**Exercise task:** List every line of the entries below that contains the string "wall", matching its case exactly.

--- BEGIN Input for this task ---

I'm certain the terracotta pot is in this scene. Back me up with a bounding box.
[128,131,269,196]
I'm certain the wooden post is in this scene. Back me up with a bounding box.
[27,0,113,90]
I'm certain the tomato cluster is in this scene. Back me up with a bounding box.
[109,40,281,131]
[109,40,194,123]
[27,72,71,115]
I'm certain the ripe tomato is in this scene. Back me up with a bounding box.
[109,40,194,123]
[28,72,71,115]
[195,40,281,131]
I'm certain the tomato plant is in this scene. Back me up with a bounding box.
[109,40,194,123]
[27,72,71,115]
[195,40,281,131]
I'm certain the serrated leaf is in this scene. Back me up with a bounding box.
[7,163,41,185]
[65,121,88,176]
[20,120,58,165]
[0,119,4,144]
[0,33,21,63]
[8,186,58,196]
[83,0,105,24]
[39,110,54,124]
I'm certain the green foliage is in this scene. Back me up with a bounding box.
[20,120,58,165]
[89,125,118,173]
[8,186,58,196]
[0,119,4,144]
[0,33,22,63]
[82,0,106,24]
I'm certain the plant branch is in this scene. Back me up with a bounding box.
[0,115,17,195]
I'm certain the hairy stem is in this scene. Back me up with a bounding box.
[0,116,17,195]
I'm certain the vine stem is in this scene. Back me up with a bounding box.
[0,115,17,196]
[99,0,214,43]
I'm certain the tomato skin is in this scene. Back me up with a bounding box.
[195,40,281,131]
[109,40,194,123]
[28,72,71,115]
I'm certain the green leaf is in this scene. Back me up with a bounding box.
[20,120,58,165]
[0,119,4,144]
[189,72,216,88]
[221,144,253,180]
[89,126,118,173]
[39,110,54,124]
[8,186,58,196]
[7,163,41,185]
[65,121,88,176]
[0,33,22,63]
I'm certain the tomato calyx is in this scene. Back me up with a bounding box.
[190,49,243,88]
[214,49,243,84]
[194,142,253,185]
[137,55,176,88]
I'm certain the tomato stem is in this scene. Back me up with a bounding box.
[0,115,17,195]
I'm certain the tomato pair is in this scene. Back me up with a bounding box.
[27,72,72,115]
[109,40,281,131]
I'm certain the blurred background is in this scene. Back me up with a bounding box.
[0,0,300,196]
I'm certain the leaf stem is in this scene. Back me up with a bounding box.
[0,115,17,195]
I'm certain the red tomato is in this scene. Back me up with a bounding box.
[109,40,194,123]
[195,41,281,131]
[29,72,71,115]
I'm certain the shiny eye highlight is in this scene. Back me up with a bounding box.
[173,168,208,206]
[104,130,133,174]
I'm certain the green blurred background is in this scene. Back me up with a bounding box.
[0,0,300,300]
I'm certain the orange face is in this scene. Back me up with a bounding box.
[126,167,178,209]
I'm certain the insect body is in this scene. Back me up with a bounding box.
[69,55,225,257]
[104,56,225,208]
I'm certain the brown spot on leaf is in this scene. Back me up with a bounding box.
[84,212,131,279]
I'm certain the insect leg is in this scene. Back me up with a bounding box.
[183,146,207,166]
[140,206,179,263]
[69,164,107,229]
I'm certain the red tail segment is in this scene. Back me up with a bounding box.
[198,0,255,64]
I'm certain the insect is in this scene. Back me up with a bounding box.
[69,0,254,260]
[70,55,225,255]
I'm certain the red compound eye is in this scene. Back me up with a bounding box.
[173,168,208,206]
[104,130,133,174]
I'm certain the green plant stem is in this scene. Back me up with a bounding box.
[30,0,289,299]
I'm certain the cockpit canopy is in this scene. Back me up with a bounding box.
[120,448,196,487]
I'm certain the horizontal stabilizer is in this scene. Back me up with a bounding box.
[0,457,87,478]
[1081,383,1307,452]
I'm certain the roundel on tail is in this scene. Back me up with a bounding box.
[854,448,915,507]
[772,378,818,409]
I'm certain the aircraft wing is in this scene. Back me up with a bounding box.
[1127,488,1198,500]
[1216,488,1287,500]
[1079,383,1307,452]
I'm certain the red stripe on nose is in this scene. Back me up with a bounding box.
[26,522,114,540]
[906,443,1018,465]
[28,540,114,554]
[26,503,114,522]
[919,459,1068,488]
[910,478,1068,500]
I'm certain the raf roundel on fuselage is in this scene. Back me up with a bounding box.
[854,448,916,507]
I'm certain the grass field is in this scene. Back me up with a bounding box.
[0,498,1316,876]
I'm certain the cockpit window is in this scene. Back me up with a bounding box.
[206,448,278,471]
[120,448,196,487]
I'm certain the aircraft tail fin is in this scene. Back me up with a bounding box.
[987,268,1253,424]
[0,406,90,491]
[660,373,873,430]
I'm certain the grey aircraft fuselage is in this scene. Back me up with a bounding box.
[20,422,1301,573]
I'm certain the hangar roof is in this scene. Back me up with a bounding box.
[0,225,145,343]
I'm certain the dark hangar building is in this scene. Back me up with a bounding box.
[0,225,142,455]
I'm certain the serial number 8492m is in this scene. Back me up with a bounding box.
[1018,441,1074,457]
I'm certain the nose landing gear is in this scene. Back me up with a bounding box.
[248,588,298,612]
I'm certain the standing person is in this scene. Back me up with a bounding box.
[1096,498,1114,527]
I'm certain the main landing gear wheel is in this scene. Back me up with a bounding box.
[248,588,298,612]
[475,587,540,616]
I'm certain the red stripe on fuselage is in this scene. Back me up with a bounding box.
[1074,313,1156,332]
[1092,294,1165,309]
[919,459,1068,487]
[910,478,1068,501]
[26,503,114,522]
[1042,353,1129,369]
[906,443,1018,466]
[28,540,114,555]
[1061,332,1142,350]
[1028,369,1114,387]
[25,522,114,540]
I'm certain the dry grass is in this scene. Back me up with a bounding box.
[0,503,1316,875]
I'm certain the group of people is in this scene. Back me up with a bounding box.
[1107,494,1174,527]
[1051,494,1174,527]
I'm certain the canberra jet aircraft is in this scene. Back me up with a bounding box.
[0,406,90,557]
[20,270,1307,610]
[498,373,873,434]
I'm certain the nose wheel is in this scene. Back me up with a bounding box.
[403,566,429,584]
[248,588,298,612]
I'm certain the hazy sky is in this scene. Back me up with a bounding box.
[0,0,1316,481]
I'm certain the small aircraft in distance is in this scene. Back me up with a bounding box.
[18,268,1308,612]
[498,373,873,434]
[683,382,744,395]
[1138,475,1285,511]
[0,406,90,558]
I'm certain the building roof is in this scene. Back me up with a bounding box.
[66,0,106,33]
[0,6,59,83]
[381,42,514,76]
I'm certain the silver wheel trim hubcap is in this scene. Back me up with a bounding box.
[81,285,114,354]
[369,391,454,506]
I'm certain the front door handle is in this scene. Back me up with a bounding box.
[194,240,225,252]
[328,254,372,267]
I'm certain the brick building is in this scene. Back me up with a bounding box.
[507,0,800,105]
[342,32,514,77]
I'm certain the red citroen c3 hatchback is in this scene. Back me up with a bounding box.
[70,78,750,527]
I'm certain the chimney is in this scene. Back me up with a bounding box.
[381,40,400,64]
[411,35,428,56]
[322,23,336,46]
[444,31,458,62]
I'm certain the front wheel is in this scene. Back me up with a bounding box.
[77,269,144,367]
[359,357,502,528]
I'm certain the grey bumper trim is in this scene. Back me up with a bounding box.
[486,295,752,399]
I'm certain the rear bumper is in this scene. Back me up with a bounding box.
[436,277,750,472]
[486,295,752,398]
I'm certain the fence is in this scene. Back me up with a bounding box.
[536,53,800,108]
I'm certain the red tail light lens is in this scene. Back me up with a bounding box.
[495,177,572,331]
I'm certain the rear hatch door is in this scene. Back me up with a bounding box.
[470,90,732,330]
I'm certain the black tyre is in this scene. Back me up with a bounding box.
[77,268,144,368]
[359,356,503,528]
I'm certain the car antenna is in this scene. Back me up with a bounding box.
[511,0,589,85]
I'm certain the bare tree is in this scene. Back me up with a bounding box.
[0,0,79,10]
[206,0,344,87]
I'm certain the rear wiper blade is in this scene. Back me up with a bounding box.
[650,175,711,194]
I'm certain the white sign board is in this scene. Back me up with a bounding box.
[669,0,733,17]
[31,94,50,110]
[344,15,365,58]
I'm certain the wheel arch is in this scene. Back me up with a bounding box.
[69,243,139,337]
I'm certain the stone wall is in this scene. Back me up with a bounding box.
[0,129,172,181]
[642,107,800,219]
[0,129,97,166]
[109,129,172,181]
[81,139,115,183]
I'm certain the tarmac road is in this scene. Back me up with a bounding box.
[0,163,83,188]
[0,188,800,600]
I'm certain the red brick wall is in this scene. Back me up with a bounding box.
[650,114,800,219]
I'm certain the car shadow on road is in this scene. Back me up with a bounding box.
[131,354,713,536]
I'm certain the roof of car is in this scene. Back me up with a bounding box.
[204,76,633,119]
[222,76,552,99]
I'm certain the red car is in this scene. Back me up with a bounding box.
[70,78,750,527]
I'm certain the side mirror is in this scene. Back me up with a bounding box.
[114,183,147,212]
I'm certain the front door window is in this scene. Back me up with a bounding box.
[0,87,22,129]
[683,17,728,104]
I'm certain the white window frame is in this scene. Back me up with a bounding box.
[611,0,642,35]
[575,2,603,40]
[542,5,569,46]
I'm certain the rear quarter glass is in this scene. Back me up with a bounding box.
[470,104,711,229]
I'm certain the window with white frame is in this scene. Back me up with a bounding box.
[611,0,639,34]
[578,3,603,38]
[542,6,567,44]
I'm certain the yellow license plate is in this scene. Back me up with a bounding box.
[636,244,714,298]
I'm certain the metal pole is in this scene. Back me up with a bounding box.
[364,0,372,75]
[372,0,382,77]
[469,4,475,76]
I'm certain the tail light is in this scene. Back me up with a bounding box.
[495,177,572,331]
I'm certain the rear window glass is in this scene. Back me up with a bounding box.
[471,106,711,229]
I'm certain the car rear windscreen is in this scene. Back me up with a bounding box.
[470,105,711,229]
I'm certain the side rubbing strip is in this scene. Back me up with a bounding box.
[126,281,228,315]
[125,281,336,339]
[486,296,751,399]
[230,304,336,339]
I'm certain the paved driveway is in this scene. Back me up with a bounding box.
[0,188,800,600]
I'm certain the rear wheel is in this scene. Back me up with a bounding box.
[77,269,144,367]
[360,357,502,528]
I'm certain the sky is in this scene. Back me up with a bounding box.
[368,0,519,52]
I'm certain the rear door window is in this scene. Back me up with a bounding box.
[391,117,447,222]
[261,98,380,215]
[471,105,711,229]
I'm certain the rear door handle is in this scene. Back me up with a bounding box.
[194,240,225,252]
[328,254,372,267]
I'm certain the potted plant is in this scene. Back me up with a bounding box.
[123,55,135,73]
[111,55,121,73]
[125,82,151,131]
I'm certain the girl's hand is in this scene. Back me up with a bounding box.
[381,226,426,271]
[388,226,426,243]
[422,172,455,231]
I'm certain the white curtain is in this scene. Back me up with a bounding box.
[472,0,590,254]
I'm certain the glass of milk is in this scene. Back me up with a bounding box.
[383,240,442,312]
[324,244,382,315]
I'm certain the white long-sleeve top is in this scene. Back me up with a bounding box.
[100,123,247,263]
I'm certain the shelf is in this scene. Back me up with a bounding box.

--- END Input for this task ---

**Output of the exercise:**
I'm certain the stone wall is in this scene. Back me up with a bounding box.
I'm certain the red brick wall is in this scene. Back me up with a bounding box.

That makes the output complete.